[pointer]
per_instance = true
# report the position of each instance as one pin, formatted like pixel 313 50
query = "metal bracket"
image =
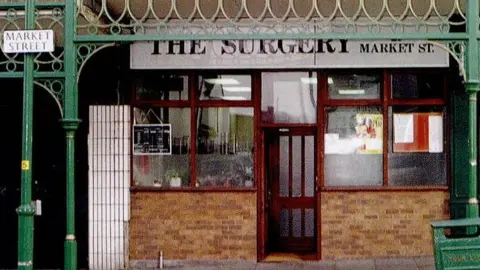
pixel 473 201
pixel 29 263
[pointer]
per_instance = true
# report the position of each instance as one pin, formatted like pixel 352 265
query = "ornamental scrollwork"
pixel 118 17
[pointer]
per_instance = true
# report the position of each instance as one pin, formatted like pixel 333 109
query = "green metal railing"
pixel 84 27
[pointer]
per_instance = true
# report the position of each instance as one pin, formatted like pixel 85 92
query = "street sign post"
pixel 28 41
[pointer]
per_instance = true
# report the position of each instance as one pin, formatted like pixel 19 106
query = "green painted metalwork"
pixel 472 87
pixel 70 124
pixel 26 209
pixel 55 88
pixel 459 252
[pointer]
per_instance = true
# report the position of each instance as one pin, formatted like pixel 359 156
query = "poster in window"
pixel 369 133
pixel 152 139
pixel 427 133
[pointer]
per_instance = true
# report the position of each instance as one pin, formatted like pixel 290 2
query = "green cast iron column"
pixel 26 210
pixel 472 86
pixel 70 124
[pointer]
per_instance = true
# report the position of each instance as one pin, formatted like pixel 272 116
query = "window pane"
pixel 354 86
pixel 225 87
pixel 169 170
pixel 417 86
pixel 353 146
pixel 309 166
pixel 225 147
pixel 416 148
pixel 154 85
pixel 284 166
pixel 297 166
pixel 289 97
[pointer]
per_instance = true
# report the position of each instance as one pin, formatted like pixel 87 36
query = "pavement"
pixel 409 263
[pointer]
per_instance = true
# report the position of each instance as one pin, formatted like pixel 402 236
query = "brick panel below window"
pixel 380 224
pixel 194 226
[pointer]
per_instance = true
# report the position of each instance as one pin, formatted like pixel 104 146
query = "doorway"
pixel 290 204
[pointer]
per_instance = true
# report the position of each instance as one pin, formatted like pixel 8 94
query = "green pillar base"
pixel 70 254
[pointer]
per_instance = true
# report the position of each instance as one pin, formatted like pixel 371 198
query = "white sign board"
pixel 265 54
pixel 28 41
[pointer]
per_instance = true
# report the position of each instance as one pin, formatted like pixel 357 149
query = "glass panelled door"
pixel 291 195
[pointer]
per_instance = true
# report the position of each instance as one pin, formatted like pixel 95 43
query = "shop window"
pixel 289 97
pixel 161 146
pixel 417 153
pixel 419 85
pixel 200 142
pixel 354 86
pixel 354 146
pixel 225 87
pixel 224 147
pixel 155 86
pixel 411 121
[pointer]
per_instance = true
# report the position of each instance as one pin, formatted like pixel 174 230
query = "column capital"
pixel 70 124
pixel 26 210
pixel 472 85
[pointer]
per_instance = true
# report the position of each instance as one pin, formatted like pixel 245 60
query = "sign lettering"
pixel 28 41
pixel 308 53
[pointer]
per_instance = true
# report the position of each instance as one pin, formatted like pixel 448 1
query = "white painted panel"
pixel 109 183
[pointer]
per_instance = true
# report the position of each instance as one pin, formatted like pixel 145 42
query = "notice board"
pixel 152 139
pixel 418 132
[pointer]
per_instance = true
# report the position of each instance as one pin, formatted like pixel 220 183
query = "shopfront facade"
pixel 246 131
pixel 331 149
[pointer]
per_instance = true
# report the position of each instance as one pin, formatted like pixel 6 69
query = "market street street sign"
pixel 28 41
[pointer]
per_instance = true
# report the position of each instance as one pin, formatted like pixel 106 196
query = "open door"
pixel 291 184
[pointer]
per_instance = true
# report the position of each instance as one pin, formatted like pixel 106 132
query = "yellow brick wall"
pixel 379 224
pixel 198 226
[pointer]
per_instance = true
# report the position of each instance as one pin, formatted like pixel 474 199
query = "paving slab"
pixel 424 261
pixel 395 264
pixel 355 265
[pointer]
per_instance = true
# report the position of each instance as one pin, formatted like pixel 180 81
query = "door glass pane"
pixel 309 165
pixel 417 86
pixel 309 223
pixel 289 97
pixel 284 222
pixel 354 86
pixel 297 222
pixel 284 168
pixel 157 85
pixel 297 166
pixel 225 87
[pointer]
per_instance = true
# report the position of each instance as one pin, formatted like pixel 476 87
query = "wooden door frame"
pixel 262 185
•••
* [TRAVAIL À FAIRE]: Recopiez fidèlement le passage qui va de la première ligne jusqu'à la ligne contenant « pixel 194 226 », incluses toutes les deux. Laissez les images de côté dans votre réponse.

* [RÉPONSE FINALE]:
[pointer]
per_instance = true
# report the position of each instance as one pin, formatted like pixel 313 50
query = "metal bracket"
image =
pixel 473 201
pixel 29 263
[pointer]
per_instance = true
# report the position of each instance as one pin, formatted like pixel 352 265
query = "ornamental scrollwork"
pixel 118 17
[pointer]
per_instance = true
# report the position of each instance as one pin, formatted like pixel 333 109
query = "green metal railing"
pixel 84 27
[pointer]
per_instance = true
# report the position of each instance as one pin, formatted like pixel 85 92
query = "street sign post"
pixel 28 41
[pointer]
per_instance = true
# report the position of each instance as one pin, formatted like pixel 19 106
query = "green painted metalwork"
pixel 472 87
pixel 70 124
pixel 26 209
pixel 55 88
pixel 459 252
[pointer]
per_instance = true
# report the position of each instance as one pin, formatted like pixel 359 156
query = "poster in window"
pixel 369 133
pixel 152 139
pixel 427 133
[pointer]
per_instance = true
# report the position of each instance as one pin, formatted like pixel 290 2
query = "green cast iron column"
pixel 26 210
pixel 472 86
pixel 70 124
[pointer]
per_instance = true
# report the position of each instance as one pin, formatted like pixel 272 116
query = "window pane"
pixel 354 86
pixel 225 87
pixel 169 170
pixel 417 86
pixel 353 146
pixel 309 166
pixel 225 147
pixel 416 148
pixel 154 85
pixel 284 166
pixel 297 166
pixel 289 97
[pointer]
per_instance = true
# report the position of each instance as one pin, formatted like pixel 87 36
query = "pavement"
pixel 409 263
[pointer]
per_instance = true
# report the position of each instance as one pin, formatted like pixel 402 236
query = "brick panel below window"
pixel 380 224
pixel 194 226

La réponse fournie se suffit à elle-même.